**Extract to read:**
■ ■ ■ ■ ■

Postby glorybee » Sat Sep 06, 2014 8:52 am

This week’s term is memoir, which is a kind of autobiography in miniature. More specifically, a memoir is an autobiographical writing about a part of a person’s life, rather than its entirety. In its strictest definition, a memoir sheds light on a particular period of history, but since this class is primarily on writing for the Challenge, I’m choosing to ignore that—because I can. By the way, most of these tips apply equally well to 1st person narratives, so I won’t write a separate lesson on those.

For the writing challenge, a memoir or short autobiographical writing would have to tell about a very, very tiny part of a person’s life—you just can’t do much more than that in 750 words without running the risk of simply summarizing. Here are a few pointers for writing a good memoir (in the Writing Challenge).

1. Be sure to choose a life story that will be interesting to a wide audience. We all have our own stories, and since we feature prominently in them, we naturally believe them to be fascinating. But you’d be amazed at how little your stories will actually interest most people, unless they are either a) extremely compelling stories, or b) written extremely well, or c) a situation not commonly experienced. There are some family situations that—although they may feel new and unique to us—are actually quite common. If yours is going to appeal to a wide audience, it should differ in some significant way from the similar experiences of others.

2. Resist the temptation to tell your beautiful nugget of a story, and then to summarize a big chunk of the rest of your life in the last paragraph. You don’t even really have to tell us how your story changed you, or influenced the rest of your life (although you may). Just tell your story—if you do it well, your reader will go “Ahh!” and will figure out its significance.

3. Since this is your story, you obviously know all the background, and the cast of characters. Your readers don’t, so be sure you explain things to them that seem perfectly obvious to you. Read it with a stranger’s eye, if you can, and ask yourself, would I understand this, if I didn’t know about Aunt Sherry’s kleptomania?

■ ■ ■ ■ ■

**Given information:**
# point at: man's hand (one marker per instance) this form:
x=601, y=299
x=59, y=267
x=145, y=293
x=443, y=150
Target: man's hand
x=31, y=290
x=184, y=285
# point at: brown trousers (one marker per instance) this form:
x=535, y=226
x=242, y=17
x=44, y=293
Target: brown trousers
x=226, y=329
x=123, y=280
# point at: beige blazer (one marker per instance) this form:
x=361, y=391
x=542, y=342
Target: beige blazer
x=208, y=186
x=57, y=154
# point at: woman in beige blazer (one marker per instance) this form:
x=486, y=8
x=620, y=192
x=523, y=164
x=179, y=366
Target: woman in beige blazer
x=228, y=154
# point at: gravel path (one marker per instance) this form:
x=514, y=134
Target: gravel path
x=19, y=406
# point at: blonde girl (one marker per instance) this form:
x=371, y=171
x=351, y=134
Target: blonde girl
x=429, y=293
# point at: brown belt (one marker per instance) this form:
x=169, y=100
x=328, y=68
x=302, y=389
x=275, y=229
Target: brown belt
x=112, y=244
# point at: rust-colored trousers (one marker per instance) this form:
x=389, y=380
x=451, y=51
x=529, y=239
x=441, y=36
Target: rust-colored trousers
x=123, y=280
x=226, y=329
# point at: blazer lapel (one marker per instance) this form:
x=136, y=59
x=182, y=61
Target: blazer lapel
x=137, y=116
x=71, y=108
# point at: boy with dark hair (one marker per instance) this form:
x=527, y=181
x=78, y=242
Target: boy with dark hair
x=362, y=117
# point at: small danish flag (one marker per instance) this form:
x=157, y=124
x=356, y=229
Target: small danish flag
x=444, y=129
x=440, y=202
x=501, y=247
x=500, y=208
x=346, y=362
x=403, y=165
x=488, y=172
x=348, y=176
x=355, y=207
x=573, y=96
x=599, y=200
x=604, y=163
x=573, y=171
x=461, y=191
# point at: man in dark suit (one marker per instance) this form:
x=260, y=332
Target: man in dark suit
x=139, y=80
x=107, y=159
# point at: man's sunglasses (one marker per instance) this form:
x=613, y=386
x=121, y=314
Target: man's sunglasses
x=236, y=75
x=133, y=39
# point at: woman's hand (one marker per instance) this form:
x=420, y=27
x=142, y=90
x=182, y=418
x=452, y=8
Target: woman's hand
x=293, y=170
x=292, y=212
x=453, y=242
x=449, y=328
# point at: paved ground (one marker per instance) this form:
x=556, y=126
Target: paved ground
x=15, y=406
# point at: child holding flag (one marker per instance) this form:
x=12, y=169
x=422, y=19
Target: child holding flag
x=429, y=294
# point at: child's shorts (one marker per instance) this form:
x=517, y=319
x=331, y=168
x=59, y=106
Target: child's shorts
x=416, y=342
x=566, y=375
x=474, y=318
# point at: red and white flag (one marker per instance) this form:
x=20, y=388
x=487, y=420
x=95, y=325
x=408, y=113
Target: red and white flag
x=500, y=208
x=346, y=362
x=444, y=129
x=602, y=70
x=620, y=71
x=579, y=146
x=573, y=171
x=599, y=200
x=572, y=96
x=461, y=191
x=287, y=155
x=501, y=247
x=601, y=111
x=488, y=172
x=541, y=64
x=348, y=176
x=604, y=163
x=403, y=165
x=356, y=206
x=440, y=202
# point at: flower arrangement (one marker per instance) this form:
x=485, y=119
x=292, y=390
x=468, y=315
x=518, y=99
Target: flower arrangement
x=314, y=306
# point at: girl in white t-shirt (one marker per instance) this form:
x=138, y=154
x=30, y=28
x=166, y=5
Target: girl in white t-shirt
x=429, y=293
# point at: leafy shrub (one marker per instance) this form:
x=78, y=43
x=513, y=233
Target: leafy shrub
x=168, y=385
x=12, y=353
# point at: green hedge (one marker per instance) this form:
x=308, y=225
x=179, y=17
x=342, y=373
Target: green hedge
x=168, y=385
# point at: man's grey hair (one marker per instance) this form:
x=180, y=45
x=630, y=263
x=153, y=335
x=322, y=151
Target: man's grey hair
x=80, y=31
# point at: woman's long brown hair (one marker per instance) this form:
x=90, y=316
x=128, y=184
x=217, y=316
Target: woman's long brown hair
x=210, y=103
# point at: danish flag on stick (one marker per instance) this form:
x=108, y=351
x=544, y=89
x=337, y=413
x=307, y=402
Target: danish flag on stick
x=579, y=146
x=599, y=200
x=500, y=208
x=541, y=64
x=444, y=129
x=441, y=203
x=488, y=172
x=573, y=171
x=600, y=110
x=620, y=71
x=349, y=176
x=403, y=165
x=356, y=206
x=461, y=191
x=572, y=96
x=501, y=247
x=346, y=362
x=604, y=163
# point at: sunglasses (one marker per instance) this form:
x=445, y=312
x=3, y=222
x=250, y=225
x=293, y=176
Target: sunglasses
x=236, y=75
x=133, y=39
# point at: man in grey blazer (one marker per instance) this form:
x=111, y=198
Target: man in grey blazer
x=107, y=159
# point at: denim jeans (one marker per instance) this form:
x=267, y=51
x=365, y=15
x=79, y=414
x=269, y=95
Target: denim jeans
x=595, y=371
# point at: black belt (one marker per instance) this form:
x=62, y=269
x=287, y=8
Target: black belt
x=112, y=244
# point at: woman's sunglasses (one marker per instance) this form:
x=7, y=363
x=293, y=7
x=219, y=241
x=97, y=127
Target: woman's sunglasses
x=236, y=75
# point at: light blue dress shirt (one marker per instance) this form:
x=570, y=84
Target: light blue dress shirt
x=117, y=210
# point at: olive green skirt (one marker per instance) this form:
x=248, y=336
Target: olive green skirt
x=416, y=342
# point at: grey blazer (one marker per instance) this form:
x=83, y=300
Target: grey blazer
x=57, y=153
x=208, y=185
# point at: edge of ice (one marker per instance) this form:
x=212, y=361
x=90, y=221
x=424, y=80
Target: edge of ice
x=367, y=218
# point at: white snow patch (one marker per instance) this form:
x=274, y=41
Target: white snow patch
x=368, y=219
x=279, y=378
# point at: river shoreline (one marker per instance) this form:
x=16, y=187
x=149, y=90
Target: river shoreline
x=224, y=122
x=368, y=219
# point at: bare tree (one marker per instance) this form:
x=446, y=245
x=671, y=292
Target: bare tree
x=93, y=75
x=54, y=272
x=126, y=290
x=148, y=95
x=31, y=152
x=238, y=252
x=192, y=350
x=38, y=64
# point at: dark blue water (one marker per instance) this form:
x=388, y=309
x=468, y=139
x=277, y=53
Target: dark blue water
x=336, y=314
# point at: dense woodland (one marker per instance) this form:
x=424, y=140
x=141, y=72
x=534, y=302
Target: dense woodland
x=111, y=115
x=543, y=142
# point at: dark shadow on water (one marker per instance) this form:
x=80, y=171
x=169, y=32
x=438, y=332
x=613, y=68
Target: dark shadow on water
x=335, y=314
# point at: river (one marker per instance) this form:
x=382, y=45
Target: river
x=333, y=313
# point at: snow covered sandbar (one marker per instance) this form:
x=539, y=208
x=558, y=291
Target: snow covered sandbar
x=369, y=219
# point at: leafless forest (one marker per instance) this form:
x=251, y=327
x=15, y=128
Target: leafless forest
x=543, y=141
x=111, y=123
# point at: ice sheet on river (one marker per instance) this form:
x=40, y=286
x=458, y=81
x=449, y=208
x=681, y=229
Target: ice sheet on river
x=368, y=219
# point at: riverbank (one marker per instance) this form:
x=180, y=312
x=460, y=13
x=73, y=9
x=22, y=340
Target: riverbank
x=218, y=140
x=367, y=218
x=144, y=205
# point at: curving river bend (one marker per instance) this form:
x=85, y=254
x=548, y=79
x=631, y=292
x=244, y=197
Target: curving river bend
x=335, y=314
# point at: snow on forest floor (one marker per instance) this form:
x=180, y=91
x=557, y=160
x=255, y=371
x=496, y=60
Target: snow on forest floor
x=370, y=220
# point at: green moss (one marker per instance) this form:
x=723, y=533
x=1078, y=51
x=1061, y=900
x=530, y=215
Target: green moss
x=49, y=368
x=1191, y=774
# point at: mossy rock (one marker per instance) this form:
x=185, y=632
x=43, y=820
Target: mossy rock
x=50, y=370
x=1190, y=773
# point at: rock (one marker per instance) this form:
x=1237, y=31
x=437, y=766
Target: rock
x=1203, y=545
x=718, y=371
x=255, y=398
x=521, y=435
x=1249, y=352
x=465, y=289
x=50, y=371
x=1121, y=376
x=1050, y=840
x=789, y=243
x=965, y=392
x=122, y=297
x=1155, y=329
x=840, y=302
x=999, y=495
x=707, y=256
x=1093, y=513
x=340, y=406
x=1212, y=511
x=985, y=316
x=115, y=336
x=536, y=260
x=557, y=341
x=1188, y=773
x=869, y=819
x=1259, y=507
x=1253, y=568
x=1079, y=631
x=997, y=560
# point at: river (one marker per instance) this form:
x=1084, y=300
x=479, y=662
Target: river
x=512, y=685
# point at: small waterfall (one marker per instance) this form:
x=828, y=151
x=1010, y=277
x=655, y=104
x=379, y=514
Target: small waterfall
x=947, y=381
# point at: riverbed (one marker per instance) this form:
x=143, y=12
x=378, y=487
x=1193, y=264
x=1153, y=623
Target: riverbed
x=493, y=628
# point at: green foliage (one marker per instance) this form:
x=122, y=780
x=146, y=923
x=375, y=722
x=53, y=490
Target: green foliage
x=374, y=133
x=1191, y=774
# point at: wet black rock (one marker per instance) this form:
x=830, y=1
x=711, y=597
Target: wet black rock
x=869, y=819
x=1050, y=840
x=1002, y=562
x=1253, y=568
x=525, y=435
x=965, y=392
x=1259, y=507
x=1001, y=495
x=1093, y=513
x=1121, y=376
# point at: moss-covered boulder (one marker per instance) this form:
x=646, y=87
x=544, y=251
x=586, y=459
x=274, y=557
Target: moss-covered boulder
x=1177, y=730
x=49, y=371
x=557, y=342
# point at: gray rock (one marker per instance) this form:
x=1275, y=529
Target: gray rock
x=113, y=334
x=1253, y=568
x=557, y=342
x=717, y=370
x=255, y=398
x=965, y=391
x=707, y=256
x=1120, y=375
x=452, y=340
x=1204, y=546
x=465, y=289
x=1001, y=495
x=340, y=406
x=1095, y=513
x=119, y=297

■ ■ ■ ■ ■

**Instructions:**
A. In the records, take everything from the line containing "# point at: woman in" down to the line containing "x=429, y=294", with both of those lines included, and write all of it out again, requests included. Shift every answer coordinate up by 71, and leave the coordinates in the requests unchanged.
B. Write what comes next in the lesson on writing memoirs, starting after its last sentence.

**Answers to the tasks:**
A.
# point at: woman in beige blazer (one marker per instance) this form:
x=486, y=8
x=620, y=192
x=523, y=164
x=179, y=366
Target: woman in beige blazer
x=299, y=225
# point at: gravel path (one marker per instance) this form:
x=514, y=134
Target: gravel path
x=90, y=477
# point at: blonde girl (one marker per instance) this form:
x=371, y=171
x=351, y=134
Target: blonde girl
x=500, y=364
# point at: brown belt (one marker per instance) this form:
x=169, y=100
x=328, y=68
x=302, y=389
x=275, y=229
Target: brown belt
x=183, y=315
# point at: rust-colored trousers (one marker per instance) this form:
x=389, y=380
x=451, y=51
x=529, y=239
x=441, y=36
Target: rust-colored trousers
x=194, y=351
x=297, y=400
# point at: blazer lapel (one marker per instance) this form:
x=136, y=59
x=182, y=61
Target: blazer lapel
x=208, y=187
x=142, y=179
# point at: boy with dark hair (one marker per instance) this form:
x=527, y=181
x=78, y=242
Target: boy with dark hair
x=433, y=188
# point at: small danish flag (one marker per instance) this form:
x=157, y=124
x=356, y=229
Target: small danish flag
x=515, y=200
x=511, y=273
x=572, y=318
x=571, y=279
x=417, y=433
x=474, y=236
x=559, y=243
x=419, y=247
x=426, y=278
x=644, y=167
x=670, y=271
x=675, y=234
x=644, y=242
x=532, y=262
# point at: man in dark suit (one marker per instance) this form:
x=260, y=332
Target: man in dark suit
x=210, y=151
x=178, y=230
# point at: man's sunglasses (one marker per instance) this form:
x=613, y=386
x=121, y=314
Target: man's sunglasses
x=307, y=146
x=204, y=110
# point at: woman's hand (one marker per instance) this form:
x=420, y=27
x=142, y=90
x=182, y=418
x=452, y=8
Target: woman's hand
x=364, y=241
x=363, y=283
x=524, y=313
x=520, y=399
# point at: paved ground (one marker per instance) this form:
x=556, y=126
Target: paved ground
x=86, y=477
# point at: child holding flag (one marker per instance) this form:
x=12, y=169
x=422, y=19
Target: child holding flag
x=500, y=365

B.
4. Don’t feel as if you have to include every family member, every neighbor, and every teacher you ever had. Keep the characters to a minimum, and if necessary, combine minor characters to create composites who will keep the narrative clipping along.

5. A testimony is a specialized kind of memoir, and this is a great place for a testimony. It’s my preference that you not end even a testimony with an address to the reader: Have you decided what to do with the One who can save you from life’s hurricanes…? Again, if you’ve told your testimony well, you will inspire your reader. You don’t have to then preach at her.

6. Memoirs are written in 1st person, and almost always in past tense. Sometimes when we tell a story aloud, we slip into a casual present tense (I walk up to Mrs. Ackerson and say, “Hey lady, that’s my cat you’re holding). But stay in the past tense with your memoir—which, after all, happened in the past.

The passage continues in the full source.